EXTRAIT DU TEXTE:
####

Ma mère lit mon blog

19 avril 2005 à 15:41

J’ai été suffoquée de l’apprendre, il y a quelques jours.

Je ne sais pas trop pourquoi, au juste. Ce n’était sans doute qu’une question de temps avant que ma frangine ne vende la mèche. Ou que ma mère se rappelle du pseudo que j’utilisais il y a des siècles et fasse une recherche. Ou que j’aie laissé échapper l’adresse de mon site (ou le simple nom de SeriesLive) et qu’elle ait atterri ici par ricochets. Dans tous les cas ça devait arriver, j’imagine.

Dans le fond, ce qui me pose problème, ce n’est pas tant qu’elle le lise : en soi, c’est même positif quelque part.

Ce qui me dérange, ce serait plutôt que je l’aie appris par surprise, au détour d’une conversation sans rapport où elle a utilisé le surnom que j’ai donné à ma grand’mère (« Mirador »), qu’elle l’ait lu sans y réagir, sans y poster de réponse, sans sembler être spécialement touchée par quoi que ce soit qu’elle ait pu y lire. Ce qui me blesse, c’est qu’elle me dise « je l’ai lu » comme elle aurait pu me dire « j’ai été voir les dernières blagues de rigoler.com ». Comme si c’était une activité, et pas un geste significatif. Comme si ce qu’elle y a appris n’a rien touché en elle. Ca me fait toujours aussi mal de m’apercevoir que les personnes de ma famille ne semblent pas comprendre de quoi je suis faite. Ils réagissent comme si ce n’étaient que des mots. Tout comme cette fois où je lui ai fait lire, dans un appel du pied peu discret, un texte où je parlais de mes envies de suicide, il y a plusieurs années. Elle m’a répondu quelque chose du type « c’est pas mal mais tu en fais trop sur le style », comme si j’avais présenté un texte littéraire et non une partie de moi. Elle me dit « je lis ton blog » comme elle me dit « je lis le journal ». Ca semble glisser sur elle, ça me choque.

####

CONSIGNE: Recopiez tout ce qui va de « Ma mère lit » jusqu'à « positif quelque part. » dans le billet « Ma mère lit mon blog », en remplaçant « frangine » par « sœur ».

[Enregistrements issus d'un jeu de données]
####

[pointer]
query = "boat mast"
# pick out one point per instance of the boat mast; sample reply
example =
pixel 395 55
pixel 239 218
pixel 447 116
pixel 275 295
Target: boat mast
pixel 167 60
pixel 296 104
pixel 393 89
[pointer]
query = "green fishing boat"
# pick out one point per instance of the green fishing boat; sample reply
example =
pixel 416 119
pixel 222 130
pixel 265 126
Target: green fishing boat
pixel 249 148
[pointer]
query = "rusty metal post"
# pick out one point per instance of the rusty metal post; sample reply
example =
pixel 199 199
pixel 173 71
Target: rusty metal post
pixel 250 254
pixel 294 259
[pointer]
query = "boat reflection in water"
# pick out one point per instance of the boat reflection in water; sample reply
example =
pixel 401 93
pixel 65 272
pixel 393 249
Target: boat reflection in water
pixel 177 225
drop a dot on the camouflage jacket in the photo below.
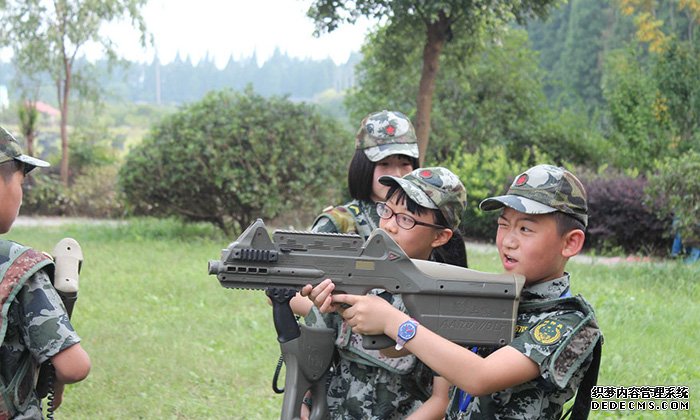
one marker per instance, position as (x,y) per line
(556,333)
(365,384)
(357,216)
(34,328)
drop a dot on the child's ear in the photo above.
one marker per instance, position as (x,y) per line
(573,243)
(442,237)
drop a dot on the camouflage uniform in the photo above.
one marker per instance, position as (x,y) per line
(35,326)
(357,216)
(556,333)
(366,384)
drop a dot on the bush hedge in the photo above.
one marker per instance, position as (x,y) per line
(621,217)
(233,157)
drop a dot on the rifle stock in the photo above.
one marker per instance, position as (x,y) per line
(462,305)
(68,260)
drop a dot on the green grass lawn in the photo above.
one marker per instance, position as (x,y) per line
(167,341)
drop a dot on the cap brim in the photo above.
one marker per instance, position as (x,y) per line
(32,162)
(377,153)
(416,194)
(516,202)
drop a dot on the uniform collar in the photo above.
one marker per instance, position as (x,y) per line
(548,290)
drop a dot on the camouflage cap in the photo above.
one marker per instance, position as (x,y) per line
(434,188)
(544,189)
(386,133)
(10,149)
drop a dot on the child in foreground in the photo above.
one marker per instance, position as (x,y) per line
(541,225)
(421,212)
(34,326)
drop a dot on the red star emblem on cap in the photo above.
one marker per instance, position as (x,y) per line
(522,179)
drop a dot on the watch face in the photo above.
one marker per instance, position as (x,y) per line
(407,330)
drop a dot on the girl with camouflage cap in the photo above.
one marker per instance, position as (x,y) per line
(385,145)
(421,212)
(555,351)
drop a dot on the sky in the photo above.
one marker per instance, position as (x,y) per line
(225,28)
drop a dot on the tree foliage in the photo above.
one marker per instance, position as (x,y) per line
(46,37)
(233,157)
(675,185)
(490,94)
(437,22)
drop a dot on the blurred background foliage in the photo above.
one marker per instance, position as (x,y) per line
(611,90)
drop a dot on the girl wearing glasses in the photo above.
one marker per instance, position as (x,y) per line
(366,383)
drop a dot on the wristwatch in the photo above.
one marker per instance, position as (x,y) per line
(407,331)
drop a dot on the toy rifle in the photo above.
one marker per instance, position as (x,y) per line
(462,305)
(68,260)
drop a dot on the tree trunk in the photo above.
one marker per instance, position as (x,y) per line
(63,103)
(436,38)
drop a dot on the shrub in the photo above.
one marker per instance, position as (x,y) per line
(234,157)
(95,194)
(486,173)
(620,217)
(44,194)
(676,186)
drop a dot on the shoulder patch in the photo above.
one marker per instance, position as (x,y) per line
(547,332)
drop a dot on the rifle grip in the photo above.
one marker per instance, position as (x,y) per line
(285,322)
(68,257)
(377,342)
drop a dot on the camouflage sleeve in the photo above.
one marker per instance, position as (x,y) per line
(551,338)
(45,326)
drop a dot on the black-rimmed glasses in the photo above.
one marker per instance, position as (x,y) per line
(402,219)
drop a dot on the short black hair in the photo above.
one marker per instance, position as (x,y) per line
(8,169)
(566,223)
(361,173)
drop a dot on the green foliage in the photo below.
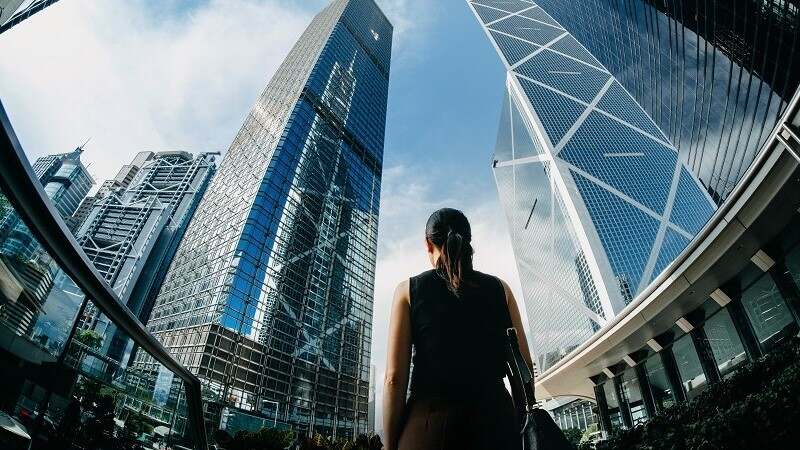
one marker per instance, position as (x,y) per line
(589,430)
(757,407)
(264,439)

####

RÉSULTAT ATTENDU:
Ma mère lit mon blog

19 avril 2005 à 15:41

J’ai été suffoquée de l’apprendre, il y a quelques jours.

Je ne sais pas trop pourquoi, au juste. Ce n’était sans doute qu’une question de temps avant que ma sœur ne vende la mèche. Ou que ma mère se rappelle du pseudo que j’utilisais il y a des siècles et fasse une recherche. Ou que j’aie laissé échapper l’adresse de mon site (ou le simple nom de SeriesLive) et qu’elle ait atterri ici par ricochets. Dans tous les cas ça devait arriver, j’imagine.

Dans le fond, ce qui me pose problème, ce n’est pas tant qu’elle le lise : en soi, c’est même positif quelque part.